◆ DESCRIPTION OF THE TASK ◆
Print everything from the line containing "Labeling guideline: the doorway" down to the line containing "[236,155,296,288]", both included, without changing a character.

+++++

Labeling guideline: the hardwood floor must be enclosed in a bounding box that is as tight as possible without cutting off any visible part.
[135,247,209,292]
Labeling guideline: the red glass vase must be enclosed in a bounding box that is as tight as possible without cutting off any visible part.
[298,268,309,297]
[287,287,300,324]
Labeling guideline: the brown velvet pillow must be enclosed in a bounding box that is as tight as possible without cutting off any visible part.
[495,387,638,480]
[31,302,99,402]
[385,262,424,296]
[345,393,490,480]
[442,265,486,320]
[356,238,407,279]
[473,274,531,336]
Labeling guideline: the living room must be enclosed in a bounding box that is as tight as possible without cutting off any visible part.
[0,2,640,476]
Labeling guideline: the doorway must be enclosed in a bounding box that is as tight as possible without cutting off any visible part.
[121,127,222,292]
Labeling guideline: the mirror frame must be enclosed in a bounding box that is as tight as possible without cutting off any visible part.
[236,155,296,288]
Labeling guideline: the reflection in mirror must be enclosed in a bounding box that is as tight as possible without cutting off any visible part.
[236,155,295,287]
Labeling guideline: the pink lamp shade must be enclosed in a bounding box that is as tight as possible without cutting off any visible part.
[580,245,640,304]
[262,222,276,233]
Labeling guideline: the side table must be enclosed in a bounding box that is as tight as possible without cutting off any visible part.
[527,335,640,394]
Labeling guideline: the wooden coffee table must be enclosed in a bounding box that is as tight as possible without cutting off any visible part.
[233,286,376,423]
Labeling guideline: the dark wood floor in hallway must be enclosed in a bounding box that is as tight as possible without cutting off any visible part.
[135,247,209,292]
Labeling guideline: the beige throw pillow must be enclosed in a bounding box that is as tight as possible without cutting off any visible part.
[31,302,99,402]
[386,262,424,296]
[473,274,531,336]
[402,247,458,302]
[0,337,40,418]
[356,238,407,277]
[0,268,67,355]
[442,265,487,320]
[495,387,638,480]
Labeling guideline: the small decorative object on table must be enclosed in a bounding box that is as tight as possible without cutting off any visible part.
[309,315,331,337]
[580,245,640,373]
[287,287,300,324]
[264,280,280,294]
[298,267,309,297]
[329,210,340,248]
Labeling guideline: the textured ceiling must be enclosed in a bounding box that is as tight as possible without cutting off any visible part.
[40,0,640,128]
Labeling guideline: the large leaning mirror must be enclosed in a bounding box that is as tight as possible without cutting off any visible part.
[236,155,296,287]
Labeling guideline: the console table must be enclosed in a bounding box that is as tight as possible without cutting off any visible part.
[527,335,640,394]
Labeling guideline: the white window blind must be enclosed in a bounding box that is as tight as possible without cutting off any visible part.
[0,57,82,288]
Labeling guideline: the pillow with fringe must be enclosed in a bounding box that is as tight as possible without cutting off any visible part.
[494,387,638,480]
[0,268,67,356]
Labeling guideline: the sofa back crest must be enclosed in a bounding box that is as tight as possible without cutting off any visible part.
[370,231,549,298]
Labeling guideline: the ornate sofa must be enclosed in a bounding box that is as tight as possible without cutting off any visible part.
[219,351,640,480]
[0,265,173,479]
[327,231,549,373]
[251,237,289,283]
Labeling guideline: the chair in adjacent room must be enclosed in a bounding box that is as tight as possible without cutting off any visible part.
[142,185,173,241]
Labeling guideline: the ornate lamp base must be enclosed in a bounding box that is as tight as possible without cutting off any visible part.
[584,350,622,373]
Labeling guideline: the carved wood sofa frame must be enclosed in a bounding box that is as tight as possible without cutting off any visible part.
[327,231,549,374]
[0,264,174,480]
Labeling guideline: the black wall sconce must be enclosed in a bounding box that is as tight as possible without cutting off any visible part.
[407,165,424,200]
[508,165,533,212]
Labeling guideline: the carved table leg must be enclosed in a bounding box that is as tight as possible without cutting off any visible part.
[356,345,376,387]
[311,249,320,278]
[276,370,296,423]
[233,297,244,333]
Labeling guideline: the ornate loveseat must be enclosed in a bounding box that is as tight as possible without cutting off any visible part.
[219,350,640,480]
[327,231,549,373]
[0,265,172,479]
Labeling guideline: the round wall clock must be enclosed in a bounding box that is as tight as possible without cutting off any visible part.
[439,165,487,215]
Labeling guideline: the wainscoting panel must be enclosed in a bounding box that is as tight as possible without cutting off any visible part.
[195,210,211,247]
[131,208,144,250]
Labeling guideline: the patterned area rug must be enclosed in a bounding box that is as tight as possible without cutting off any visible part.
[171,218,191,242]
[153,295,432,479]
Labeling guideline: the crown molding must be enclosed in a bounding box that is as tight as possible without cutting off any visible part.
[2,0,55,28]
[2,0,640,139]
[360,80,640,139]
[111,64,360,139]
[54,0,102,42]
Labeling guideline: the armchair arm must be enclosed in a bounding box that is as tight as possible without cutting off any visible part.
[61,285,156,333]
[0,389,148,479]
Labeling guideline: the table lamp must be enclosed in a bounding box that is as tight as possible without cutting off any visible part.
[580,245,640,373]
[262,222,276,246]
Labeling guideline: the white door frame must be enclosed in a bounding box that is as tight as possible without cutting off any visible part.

+++++

◆ ANSWER TO THE EXERCISE ◆
Labeling guideline: the doorway must be enclosed in a bounding box that is as tight as possible without cutting off any visible part.
[121,127,222,292]
Labeling guideline: the mirror frame must be enclosed in a bounding box that is as tight as possible without cutting off any visible part.
[236,155,296,288]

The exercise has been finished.